Set problem →
Copy the following material word for word, beginning at the line that contains "locate broccoli floret." and stopping after the line that contains "[481,0,826,279]".

========================

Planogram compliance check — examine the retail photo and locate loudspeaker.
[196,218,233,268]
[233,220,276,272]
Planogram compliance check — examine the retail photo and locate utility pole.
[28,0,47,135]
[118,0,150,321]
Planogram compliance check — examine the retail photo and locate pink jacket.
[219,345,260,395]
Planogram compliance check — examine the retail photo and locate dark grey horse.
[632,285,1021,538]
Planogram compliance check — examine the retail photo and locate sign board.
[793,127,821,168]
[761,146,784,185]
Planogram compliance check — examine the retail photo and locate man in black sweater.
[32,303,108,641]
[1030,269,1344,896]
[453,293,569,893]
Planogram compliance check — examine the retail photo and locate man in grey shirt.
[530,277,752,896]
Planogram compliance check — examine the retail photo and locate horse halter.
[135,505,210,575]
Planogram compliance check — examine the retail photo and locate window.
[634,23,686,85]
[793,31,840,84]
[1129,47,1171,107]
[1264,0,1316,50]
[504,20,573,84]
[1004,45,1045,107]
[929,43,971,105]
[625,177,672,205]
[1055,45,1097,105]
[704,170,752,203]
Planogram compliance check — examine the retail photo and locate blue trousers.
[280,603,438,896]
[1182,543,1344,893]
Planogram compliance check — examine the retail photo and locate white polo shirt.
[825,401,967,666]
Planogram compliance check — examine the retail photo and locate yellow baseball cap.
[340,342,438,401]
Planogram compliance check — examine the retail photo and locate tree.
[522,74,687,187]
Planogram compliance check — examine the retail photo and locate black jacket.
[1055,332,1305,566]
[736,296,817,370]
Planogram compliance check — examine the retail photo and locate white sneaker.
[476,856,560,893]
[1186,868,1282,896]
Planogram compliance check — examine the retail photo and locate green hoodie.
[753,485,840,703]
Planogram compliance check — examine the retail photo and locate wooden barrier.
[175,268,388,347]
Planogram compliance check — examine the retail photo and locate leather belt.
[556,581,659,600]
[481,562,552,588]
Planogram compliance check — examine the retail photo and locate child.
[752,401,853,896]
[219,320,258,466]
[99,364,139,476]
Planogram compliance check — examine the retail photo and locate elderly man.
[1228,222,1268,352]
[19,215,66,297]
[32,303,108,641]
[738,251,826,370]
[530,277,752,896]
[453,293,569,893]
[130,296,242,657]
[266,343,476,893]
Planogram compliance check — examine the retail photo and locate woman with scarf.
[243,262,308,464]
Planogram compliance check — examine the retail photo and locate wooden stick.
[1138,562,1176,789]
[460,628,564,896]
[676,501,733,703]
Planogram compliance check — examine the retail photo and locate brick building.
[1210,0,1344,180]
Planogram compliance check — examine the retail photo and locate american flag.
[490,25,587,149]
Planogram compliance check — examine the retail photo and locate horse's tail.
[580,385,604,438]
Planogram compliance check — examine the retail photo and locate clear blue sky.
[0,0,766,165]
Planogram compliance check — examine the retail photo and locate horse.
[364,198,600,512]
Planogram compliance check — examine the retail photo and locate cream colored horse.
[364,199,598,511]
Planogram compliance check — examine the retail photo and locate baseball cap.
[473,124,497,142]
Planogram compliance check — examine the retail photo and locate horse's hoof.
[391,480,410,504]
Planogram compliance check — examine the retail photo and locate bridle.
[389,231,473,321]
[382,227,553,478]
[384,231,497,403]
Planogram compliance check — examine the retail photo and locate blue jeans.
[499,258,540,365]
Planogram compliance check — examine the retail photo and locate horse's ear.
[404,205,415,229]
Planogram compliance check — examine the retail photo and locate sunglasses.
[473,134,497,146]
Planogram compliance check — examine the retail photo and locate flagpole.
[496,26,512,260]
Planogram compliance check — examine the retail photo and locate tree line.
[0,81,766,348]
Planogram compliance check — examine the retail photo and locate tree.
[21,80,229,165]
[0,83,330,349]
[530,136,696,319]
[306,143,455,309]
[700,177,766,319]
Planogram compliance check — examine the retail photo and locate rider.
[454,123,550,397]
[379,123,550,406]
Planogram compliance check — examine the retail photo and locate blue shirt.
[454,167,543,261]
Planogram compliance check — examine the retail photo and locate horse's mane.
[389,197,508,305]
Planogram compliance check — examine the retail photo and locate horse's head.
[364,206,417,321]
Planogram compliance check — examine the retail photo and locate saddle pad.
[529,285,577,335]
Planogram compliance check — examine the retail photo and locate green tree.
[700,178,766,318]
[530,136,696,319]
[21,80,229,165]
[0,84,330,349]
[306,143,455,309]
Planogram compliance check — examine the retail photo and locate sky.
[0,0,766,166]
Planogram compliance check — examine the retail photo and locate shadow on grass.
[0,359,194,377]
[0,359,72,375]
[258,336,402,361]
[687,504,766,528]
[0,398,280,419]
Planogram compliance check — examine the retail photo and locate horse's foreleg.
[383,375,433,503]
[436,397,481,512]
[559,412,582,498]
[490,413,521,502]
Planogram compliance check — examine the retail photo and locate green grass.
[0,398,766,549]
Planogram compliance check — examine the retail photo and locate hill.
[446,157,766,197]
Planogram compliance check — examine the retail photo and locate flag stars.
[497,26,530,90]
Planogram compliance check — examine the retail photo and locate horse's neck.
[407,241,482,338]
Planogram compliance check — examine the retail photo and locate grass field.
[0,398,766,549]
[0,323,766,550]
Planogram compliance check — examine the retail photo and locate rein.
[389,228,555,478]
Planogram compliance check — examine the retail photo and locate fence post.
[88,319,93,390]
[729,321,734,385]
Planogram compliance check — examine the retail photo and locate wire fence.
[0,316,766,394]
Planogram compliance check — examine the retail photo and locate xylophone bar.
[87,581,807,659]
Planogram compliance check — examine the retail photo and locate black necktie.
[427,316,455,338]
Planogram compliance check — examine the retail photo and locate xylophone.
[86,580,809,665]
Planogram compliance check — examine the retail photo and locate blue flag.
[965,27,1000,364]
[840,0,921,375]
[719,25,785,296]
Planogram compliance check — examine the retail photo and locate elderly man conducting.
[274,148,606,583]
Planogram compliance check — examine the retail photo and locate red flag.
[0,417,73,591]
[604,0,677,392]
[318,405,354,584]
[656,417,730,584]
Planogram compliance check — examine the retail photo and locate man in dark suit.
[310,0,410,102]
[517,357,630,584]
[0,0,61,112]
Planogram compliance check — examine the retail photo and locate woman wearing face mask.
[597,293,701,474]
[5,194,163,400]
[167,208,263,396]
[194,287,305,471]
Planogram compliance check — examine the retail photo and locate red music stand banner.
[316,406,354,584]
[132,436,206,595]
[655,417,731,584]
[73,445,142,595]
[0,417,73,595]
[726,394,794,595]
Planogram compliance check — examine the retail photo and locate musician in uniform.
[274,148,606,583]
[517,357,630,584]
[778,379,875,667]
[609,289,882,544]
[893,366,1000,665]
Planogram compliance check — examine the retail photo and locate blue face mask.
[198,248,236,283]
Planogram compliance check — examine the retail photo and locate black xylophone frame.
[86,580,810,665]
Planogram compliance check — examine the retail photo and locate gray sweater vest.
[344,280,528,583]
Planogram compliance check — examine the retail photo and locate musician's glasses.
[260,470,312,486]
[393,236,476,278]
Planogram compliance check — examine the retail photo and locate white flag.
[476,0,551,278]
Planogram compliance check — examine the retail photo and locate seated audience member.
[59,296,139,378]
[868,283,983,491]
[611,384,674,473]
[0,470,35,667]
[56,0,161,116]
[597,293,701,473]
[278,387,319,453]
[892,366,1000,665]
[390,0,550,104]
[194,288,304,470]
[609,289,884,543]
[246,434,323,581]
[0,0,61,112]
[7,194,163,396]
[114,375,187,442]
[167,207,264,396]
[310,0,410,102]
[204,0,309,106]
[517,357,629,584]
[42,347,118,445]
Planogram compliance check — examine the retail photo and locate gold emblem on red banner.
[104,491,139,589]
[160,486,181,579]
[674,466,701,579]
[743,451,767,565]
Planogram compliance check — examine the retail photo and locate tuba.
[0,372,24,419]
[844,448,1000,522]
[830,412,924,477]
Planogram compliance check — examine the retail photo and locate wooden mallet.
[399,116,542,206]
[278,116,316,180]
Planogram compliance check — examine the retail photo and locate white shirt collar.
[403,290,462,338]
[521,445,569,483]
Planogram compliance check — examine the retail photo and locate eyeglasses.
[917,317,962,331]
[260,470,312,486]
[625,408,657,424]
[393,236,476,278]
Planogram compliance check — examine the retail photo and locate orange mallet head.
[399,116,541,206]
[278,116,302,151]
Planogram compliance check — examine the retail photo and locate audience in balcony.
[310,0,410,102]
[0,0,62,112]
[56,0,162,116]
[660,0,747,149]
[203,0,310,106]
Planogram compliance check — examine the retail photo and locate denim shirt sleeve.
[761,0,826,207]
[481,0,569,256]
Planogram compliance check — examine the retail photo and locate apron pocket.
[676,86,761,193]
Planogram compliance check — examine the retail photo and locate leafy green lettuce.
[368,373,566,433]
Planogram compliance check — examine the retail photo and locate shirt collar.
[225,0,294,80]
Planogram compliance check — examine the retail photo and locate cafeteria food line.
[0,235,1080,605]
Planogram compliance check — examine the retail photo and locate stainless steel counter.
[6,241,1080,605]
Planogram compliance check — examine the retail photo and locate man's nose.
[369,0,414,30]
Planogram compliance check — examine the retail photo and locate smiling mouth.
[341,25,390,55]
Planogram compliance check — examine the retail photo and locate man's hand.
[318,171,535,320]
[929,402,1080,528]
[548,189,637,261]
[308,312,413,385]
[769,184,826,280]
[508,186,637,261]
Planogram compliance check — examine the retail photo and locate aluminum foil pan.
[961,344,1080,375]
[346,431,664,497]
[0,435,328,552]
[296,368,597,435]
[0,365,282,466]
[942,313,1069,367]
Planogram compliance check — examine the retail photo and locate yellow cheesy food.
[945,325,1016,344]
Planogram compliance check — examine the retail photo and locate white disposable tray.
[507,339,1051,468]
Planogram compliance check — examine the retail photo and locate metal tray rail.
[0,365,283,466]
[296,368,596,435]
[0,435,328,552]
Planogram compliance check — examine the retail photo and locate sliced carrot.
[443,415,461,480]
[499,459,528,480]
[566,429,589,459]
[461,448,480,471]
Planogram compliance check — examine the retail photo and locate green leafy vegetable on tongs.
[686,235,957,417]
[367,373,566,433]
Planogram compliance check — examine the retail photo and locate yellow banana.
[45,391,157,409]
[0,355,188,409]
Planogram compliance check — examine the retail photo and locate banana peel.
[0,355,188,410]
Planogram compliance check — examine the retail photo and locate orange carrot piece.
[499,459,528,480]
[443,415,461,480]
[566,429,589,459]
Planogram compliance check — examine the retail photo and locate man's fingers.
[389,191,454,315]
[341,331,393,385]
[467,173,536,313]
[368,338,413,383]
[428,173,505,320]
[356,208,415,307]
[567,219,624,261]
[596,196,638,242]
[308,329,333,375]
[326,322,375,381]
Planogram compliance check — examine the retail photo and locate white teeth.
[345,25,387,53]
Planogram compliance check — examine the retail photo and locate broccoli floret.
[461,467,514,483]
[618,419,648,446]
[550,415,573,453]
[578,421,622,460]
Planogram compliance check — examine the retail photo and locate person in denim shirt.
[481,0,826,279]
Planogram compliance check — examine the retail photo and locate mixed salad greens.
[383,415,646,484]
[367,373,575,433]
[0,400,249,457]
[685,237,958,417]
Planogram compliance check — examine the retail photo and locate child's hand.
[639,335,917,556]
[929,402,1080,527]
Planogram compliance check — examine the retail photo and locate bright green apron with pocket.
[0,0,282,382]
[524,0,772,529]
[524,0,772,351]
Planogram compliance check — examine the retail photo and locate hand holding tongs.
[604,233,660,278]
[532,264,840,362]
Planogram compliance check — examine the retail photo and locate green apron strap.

========================

Right answer →
Planogram compliance check — examine the retail photo and locate broccoli floret.
[461,467,514,483]
[618,419,648,446]
[550,415,573,453]
[578,421,622,460]
Planogram compliance check — examine the retail photo and locate person in denim shirt.
[481,0,826,279]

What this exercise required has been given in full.